▸ DIRECTIVE: From the dog-sitting story, list every name it uses for the two dogs, nicknames included.

▸ QUOTED TEXT:
※

Charlie and Peppa are the two superdogs we’re stuck taking care of here while the woman of the house is away on vacation. Charlie is four, Peppa two, and both come from hunting stock (Peppa even more so – Charlie is more of a mongrel), and I would not give you this information if it did not play a role later in this story.
We’re supposed to take the dogs for a walk twice a day, as they are young and full of energy. Once we’ll walk them on the leash just to stretch their legs and let them do their “duty“, and once we’ll let them run free, Charlie for the first half of the walk and Peppa for the latter, and hopefully they’ll be tuckered out enough then to lie around and leave us alone for a few hours. I like cats.
Before I continue with the misadventures of “Chuck“ and “Peppermint“, let me draw a quick picture to show you what we’re up against:
The other day Charlie barked at the back door, wanting to be let in, but before I could reach the door, he heard something somewhere he needed to yowl at. Moving out to the back porch, I watched Charlie and Peppa storm down the steps, race across the back yard, bark at nothing I could see, and then begin to playfully maul each other. I observed this nonsense for a little, then, as they tackled and bit each other, I whistled at them to come back.
They stormed back across the back yard, raced up the steps – each almost knocking the other back down in the process – and when when they got to me I yelled “Good dogs!!“ loudly and proudly, to which they jumped up and down excitedly.
On a whim, I yelled “Go get ‚em!!“ in my command voice, and wouldn’t you know it? They stormed down the steps, raced across the back yard, barked at nothing, and then resumed gouging each other again. There is no doubt in my mind I could have kept this up all day, but I had things to do. I decided they were “mentally challenged“ and went back inside.

※

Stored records
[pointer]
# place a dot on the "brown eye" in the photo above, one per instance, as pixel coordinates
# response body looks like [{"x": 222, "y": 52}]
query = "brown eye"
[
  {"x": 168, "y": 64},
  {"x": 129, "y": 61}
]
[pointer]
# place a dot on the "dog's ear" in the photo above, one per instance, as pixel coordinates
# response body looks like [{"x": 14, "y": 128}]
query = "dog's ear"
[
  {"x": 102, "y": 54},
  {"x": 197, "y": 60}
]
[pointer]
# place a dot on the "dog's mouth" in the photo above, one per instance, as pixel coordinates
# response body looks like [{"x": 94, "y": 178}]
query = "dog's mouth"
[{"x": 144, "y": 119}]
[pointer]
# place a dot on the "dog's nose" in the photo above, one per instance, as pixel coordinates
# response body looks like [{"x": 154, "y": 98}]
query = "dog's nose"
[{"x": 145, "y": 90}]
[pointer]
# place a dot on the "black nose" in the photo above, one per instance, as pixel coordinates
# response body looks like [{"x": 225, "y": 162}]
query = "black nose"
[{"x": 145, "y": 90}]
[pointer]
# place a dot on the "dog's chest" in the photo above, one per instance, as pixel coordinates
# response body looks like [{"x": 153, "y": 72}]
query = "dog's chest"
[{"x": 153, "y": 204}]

※

▸ SOLUTION TO THIS PROBLEM:
- Charlie
- Peppa
- Chuck
- Peppermint